**Record excerpts**
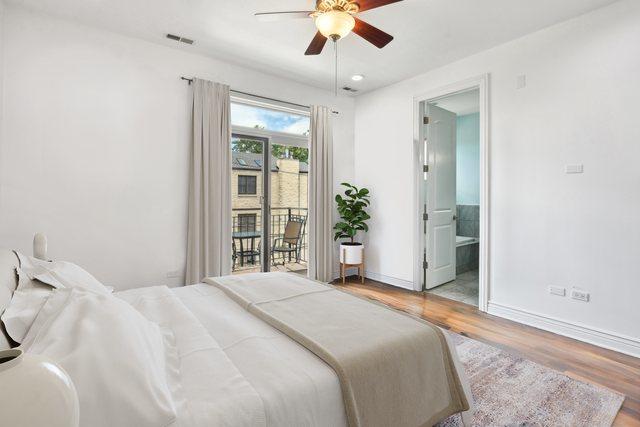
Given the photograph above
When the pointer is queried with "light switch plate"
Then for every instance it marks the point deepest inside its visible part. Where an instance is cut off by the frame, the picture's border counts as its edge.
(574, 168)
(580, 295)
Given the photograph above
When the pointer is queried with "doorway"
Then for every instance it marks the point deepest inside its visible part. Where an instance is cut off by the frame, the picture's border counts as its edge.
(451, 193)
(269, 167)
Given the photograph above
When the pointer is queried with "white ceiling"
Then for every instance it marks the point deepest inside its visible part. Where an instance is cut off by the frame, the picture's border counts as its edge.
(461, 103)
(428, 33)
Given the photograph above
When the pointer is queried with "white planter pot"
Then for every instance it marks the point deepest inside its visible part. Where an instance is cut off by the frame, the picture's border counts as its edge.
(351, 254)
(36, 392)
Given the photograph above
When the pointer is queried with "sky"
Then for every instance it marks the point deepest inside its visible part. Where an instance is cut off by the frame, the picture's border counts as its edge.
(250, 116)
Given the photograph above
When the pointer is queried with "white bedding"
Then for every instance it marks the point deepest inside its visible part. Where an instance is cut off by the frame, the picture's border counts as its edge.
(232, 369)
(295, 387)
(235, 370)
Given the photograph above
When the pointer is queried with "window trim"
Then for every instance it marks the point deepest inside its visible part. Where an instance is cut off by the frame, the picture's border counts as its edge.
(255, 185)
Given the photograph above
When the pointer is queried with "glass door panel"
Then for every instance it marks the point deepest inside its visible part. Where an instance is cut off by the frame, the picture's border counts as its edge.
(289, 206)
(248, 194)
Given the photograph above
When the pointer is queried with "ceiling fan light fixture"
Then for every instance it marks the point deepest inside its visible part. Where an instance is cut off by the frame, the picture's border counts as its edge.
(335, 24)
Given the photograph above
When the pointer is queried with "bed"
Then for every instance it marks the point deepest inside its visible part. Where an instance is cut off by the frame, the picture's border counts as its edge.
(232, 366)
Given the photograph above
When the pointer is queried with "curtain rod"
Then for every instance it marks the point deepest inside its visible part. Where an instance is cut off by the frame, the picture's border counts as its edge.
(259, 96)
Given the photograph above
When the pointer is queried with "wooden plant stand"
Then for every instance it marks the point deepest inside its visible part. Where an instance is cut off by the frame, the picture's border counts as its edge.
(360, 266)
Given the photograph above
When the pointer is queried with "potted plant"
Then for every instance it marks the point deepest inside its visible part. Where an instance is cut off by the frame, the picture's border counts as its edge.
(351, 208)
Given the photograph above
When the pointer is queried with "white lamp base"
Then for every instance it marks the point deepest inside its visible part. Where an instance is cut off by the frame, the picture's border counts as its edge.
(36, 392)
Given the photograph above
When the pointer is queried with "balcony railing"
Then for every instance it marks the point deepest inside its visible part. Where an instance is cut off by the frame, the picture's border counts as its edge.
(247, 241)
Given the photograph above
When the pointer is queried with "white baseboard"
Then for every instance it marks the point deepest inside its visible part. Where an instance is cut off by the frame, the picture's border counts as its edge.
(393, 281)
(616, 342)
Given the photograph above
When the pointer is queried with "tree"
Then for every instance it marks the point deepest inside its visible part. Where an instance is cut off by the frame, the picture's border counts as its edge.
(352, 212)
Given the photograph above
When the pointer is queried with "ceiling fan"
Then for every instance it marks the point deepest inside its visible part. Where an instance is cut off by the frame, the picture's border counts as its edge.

**Exercise details**
Among the lines above, tally those containing the string "white" and give only the result.

**Result**
5